> _Aim_: Render every line of the records below as a numbered list, leaving out blank lines.

------------

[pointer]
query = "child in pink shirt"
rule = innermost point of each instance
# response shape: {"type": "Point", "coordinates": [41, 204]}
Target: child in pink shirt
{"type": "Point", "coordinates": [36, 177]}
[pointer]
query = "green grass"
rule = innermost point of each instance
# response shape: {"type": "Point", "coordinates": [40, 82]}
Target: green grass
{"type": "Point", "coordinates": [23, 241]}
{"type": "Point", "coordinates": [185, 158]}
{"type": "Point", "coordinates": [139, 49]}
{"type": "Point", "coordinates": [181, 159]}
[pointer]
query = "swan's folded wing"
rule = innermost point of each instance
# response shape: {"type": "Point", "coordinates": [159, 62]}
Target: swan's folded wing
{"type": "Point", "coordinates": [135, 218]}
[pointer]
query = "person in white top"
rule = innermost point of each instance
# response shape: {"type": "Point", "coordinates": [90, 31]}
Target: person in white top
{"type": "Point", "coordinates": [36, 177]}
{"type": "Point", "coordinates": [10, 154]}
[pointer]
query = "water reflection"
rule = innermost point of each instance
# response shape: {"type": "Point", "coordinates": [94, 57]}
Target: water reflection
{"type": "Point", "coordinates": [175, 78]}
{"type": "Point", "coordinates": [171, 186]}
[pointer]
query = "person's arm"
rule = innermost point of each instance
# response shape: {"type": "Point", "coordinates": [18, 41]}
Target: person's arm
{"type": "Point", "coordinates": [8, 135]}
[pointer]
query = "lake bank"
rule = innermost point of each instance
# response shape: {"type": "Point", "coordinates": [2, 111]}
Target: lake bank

------------

> _The output_:
1. [pointer]
2. query = "child in pink shirt"
3. rule = innermost point of each instance
4. # response shape: {"type": "Point", "coordinates": [41, 204]}
5. Target: child in pink shirt
6. {"type": "Point", "coordinates": [36, 177]}
7. [pointer]
8. query = "green grass"
9. rule = innermost point of each instance
10. # response shape: {"type": "Point", "coordinates": [40, 82]}
11. Target: green grass
12. {"type": "Point", "coordinates": [23, 241]}
13. {"type": "Point", "coordinates": [185, 158]}
14. {"type": "Point", "coordinates": [139, 49]}
15. {"type": "Point", "coordinates": [181, 159]}
16. [pointer]
17. query = "swan's folded wing"
18. rule = innermost point of each instance
19. # response shape: {"type": "Point", "coordinates": [159, 62]}
20. Target: swan's folded wing
21. {"type": "Point", "coordinates": [135, 218]}
22. [pointer]
23. query = "person in white top"
24. rule = innermost point of each instance
25. # response shape: {"type": "Point", "coordinates": [90, 31]}
26. Target: person in white top
27. {"type": "Point", "coordinates": [36, 177]}
28. {"type": "Point", "coordinates": [10, 154]}
29. [pointer]
30. query = "water reflection"
31. rule = innermost point of each instance
32. # response shape: {"type": "Point", "coordinates": [94, 57]}
33. Target: water reflection
34. {"type": "Point", "coordinates": [175, 78]}
35. {"type": "Point", "coordinates": [171, 186]}
36. [pointer]
37. query = "person's arm"
38. rule = innermost point of each instance
39. # response shape: {"type": "Point", "coordinates": [18, 41]}
40. Target: person's arm
41. {"type": "Point", "coordinates": [8, 135]}
42. [pointer]
43. query = "lake bank"
44. rule = innermost point of each instance
45. # response shape: {"type": "Point", "coordinates": [2, 111]}
46. Target: lake bank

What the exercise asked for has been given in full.